### What the exercise asks
The entries must be retyped exactly, down to the last line.

(Records from a collection)
+ + + +

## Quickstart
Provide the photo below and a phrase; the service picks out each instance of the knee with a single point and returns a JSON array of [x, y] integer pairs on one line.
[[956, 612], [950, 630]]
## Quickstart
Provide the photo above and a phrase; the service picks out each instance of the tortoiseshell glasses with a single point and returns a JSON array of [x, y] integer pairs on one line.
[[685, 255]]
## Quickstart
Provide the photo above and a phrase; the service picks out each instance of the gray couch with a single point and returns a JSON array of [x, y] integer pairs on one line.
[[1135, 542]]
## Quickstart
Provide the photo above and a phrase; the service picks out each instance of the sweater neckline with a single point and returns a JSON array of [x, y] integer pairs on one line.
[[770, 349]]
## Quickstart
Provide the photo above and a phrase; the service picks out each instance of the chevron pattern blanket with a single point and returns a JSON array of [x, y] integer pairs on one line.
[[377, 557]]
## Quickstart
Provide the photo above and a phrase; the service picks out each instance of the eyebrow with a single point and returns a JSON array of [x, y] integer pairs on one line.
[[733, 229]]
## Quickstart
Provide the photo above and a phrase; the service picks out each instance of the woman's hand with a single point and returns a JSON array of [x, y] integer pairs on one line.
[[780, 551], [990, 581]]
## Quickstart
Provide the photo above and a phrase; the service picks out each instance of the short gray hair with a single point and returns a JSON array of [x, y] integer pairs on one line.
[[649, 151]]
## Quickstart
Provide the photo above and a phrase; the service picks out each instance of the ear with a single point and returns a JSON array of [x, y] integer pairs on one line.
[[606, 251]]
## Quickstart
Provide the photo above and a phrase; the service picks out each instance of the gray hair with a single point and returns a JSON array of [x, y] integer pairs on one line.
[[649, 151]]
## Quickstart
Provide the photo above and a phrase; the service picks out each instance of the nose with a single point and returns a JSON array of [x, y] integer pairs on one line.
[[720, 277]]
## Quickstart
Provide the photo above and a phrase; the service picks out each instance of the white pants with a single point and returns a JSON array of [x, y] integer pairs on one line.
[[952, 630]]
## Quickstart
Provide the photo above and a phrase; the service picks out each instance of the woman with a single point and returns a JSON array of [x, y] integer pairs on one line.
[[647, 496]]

+ + + +

### Solution to the exercise
## Quickstart
Provide the photo below and a phrase; the service picks out each instance of the knee with a single point and returns a JSON array of [x, y] integer pairs on one line.
[[956, 612], [950, 630]]
## Quickstart
Provide the photo above and a phrase; the service picks out each instance of the tortoiseshell glasses with a single point and returns a JSON array of [x, y] integer pairs on one line.
[[685, 255]]
## Quickstart
Provide the photo above and a phrase; the service picks out each instance of the gray couch with a single point and returns a JSON array of [x, y] integer pairs on one line.
[[1135, 542]]
## Quickstart
Provide the photo above and a phrase; the service picks out each instance of the sweater neckline with a single point and returns a JSON array of [x, y] integer pairs on one line.
[[770, 349]]
## Quickstart
Provide the photo above and a phrase; the service picks out each instance of the chevron pattern blanket with a single point and returns a JSON array of [x, y] integer pairs on one line.
[[377, 557]]
## Quickstart
Provide the photo above and a phrase; the service picks out each instance of the eyebrow with a single point and returns a JSON array of [x, y] integer pairs on one line.
[[733, 229]]
## Quickstart
Provide the photo above and a phrase; the service picks out each instance of the woman's hand with a single point and returns a JSON array of [x, y] integer pairs on one line.
[[780, 551], [990, 581]]
## Quickstart
Provide the photo above and a phrase; the service picks out each instance of the short gray hair with a single point and returns a JSON array of [x, y] integer pairs on one line.
[[649, 151]]
## Quickstart
Provide the photo above and a phrase; the service picks out each instance of the ear with a single point and returns a JSON array of [x, y] integer pairs on one line.
[[606, 251]]
## Quickstart
Provide the photo above and a phrase; the service picks out each instance of the gray hair with a single point and returns a JSON array of [x, y] integer pairs on one line.
[[649, 151]]
## Quickstart
Provide the photo above and a phrase; the service picks out each instance of the nose with a single point and returns a JSON array of [x, y] integer pairs on one line.
[[720, 277]]
## Quickstart
Provide the photo above and a phrase; the service picks out each instance of the white pants with a single point and returns a JSON array of [x, y] integer pairs on one line.
[[952, 630]]
## Quickstart
Provide the photo above and a phrase; the service picks out each instance of the woman with a single point and returns a JSON array of [x, y] integer pairs on one line.
[[647, 496]]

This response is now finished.